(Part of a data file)
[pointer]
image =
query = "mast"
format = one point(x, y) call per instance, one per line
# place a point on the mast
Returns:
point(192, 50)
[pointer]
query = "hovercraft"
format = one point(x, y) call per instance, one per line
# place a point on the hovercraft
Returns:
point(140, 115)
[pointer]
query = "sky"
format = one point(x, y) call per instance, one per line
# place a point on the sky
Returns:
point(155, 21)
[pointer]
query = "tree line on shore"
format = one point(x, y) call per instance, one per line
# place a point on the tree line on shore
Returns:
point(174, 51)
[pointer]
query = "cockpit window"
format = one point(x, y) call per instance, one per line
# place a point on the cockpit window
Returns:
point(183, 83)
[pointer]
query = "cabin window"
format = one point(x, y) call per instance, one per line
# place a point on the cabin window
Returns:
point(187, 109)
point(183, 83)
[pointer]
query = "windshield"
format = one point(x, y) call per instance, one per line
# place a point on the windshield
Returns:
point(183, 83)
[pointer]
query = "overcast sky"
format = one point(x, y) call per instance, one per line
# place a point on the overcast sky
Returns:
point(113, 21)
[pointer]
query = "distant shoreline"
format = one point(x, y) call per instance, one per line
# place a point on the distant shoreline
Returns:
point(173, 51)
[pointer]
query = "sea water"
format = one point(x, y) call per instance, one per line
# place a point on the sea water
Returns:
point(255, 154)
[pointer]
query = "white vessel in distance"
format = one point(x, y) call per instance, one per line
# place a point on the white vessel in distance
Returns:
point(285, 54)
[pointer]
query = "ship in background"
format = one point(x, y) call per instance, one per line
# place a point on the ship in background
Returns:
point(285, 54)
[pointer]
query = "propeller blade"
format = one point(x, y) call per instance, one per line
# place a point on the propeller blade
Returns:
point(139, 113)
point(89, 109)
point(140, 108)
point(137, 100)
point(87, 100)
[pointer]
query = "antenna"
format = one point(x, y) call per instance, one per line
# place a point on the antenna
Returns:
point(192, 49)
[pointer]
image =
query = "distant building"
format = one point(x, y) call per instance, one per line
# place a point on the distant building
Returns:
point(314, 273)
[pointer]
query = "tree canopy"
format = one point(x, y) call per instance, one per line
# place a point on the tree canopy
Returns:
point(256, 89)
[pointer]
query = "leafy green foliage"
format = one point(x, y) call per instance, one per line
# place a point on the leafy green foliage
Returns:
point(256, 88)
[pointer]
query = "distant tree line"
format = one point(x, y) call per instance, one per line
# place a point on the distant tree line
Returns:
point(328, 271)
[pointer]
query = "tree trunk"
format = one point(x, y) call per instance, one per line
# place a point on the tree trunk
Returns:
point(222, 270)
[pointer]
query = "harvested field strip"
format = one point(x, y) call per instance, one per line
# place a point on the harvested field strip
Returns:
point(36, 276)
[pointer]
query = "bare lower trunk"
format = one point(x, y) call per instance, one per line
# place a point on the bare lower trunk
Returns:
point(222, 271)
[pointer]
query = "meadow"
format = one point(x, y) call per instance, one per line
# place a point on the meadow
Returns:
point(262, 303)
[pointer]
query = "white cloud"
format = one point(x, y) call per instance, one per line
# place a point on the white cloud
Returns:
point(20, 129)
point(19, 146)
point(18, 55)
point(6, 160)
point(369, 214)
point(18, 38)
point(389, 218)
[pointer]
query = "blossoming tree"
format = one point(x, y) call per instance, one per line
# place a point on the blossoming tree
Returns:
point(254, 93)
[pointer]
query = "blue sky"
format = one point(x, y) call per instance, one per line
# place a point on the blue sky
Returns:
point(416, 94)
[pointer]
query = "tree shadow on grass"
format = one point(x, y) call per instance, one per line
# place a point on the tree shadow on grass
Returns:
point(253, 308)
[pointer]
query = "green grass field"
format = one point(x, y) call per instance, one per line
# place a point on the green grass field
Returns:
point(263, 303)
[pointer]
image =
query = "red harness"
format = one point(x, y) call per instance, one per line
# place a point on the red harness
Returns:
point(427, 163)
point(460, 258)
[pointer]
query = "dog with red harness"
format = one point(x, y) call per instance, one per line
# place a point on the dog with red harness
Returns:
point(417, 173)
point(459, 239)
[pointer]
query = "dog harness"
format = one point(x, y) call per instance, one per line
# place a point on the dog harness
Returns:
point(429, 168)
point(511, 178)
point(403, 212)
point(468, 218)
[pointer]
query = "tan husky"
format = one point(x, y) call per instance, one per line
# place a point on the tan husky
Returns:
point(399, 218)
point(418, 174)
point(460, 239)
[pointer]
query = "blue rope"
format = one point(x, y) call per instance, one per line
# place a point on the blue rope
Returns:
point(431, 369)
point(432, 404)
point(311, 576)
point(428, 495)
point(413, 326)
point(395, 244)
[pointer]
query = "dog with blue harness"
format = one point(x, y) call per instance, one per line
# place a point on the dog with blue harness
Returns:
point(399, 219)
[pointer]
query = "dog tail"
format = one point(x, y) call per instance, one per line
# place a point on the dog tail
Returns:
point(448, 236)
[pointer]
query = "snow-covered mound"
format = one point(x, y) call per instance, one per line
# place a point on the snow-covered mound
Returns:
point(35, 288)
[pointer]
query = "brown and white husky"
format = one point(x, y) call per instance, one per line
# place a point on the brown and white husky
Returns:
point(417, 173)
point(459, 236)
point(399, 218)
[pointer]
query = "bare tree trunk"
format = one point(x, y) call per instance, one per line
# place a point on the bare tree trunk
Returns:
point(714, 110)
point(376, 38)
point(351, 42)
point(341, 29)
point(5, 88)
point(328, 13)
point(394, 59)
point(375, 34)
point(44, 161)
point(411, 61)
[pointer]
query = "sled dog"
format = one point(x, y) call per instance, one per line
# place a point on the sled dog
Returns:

=== REQUIRED TASK ===
Reproduce all of the rows above verbatim, character for character.

=== ANSWER BELOW ===
[pointer]
image =
query = "mast"
format = one point(x, y) call per instance, one per line
# place a point on the mast
Returns:
point(192, 50)
[pointer]
query = "hovercraft"
format = one point(x, y) call per instance, one per line
# place a point on the hovercraft
Returns:
point(140, 115)
[pointer]
query = "sky"
format = one point(x, y) call per instance, one per line
# place a point on the sky
Returns:
point(155, 21)
[pointer]
query = "tree line on shore"
format = one point(x, y) call per instance, one per line
# place a point on the tree line on shore
Returns:
point(174, 51)
[pointer]
query = "cockpit window"
format = one point(x, y) call per instance, one per line
# place a point on the cockpit window
Returns:
point(183, 83)
[pointer]
query = "cabin window"
format = one point(x, y) call per instance, one per line
# place a point on the cabin window
Returns:
point(187, 109)
point(183, 83)
[pointer]
query = "windshield"
format = one point(x, y) call per instance, one per line
# place a point on the windshield
Returns:
point(183, 83)
[pointer]
query = "overcast sky"
format = one point(x, y) call per instance, one per line
# place a point on the overcast sky
Returns:
point(113, 21)
[pointer]
query = "distant shoreline"
format = one point(x, y) call per instance, one per line
# place a point on the distant shoreline
Returns:
point(173, 51)
[pointer]
query = "sea water"
format = one point(x, y) call per instance, one per line
# place a point on the sea water
Returns:
point(255, 154)
[pointer]
query = "white vessel in distance"
format = one point(x, y) call per instance, one per line
# place a point on the white vessel in distance
Returns:
point(285, 54)
[pointer]
query = "ship in background"
format = one point(x, y) call per instance, one per line
# place a point on the ship in background
Returns:
point(285, 54)
[pointer]
query = "propeller blade"
format = one point(x, y) call per instance, one per line
# place a point on the propeller blade
Returns:
point(139, 113)
point(89, 109)
point(140, 108)
point(137, 100)
point(87, 100)
[pointer]
query = "antenna"
format = one point(x, y) call per instance, one per line
# place a point on the antenna
Returns:
point(192, 49)
[pointer]
image =
query = "distant building"
format = one point(x, y) call per instance, one per line
# place a point on the distant building
Returns:
point(314, 273)
[pointer]
query = "tree canopy"
format = one point(x, y) call per instance, one per line
# place a point on the tree canopy
Returns:
point(256, 89)
[pointer]
query = "leafy green foliage"
format = one point(x, y) call per instance, one per line
# place a point on the leafy green foliage
Returns:
point(256, 88)
[pointer]
query = "distant tree line"
format = one point(x, y) call per instance, one per line
# place a point on the distant tree line
Returns:
point(328, 271)
[pointer]
query = "tree trunk"
format = one point(x, y) call per instance, one per line
# place a point on the tree trunk
Returns:
point(222, 270)
[pointer]
query = "harvested field strip"
format = one point(x, y) call per instance, one per line
# place a point on the harvested field strip
Returns:
point(36, 276)
[pointer]
query = "bare lower trunk"
format = one point(x, y) call per instance, one per line
# place a point on the bare lower trunk
Returns:
point(222, 271)
[pointer]
query = "meadow"
format = one point(x, y) call per instance, one per line
# place a point on the meadow
Returns:
point(262, 303)
[pointer]
query = "white cloud"
format = one point(x, y) call per instance, one per line
# place a point on the white cloud
Returns:
point(20, 129)
point(19, 146)
point(18, 55)
point(6, 160)
point(369, 214)
point(18, 38)
point(389, 218)
[pointer]
query = "blossoming tree"
format = one point(x, y) call per instance, one per line
# place a point on the blossoming tree
Returns:
point(254, 93)
[pointer]
query = "blue sky"
format = one point(x, y) call per instance, one per line
# place a point on the blue sky
Returns:
point(416, 94)
[pointer]
query = "tree shadow on grass"
format = one point(x, y) call per instance, one per line
# place a point on the tree shadow on grass
Returns:
point(253, 308)
[pointer]
query = "green grass field"
format = one point(x, y) call per instance, one per line
# place a point on the green grass field
Returns:
point(263, 303)
[pointer]
image =
query = "red harness"
format = one point(x, y) call per instance, one per line
# place a point on the red harness
Returns:
point(427, 163)
point(460, 258)
[pointer]
query = "dog with red harness"
format = one point(x, y) call per instance, one per line
# place a point on the dog with red harness
Returns:
point(417, 173)
point(459, 239)
[pointer]
query = "dog harness"
format = one point(x, y) call per instance, one per line
# place a point on the dog harness
Returns:
point(429, 168)
point(511, 178)
point(403, 212)
point(468, 218)
[pointer]
query = "tan husky"
format = one point(x, y) call per instance, one per line
# place a point on the tan husky
Returns:
point(399, 218)
point(418, 174)
point(460, 239)
[pointer]
query = "blue rope"
format = one point(x, y) call per instance, one per line
# place a point on the blue rope
Returns:
point(431, 369)
point(432, 404)
point(311, 576)
point(428, 495)
point(413, 326)
point(395, 244)
[pointer]
query = "dog with blue harness"
format = one point(x, y) call per instance, one per line
# place a point on the dog with blue harness
Returns:
point(399, 219)
[pointer]
query = "dog tail"
format = one point(x, y) call per instance, one per line
# place a point on the dog tail
Returns:
point(448, 236)
[pointer]
query = "snow-covered mound"
format = one point(x, y) call per instance, one per line
# place a point on the snow-covered mound
Returns:
point(35, 288)
[pointer]
query = "brown and white husky"
format = one point(x, y) call per instance, one per line
# place a point on the brown and white husky
Returns:
point(417, 173)
point(459, 236)
point(399, 218)
[pointer]
query = "bare tree trunk"
format = one point(x, y) call per instance, one per line
# place a point on the bare tree trunk
Returns:
point(714, 110)
point(376, 38)
point(351, 42)
point(341, 29)
point(5, 88)
point(328, 13)
point(394, 59)
point(375, 34)
point(44, 161)
point(411, 61)
[pointer]
query = "sled dog"
format = one point(x, y) call per instance, one per line
# place a point on the sled dog
Returns:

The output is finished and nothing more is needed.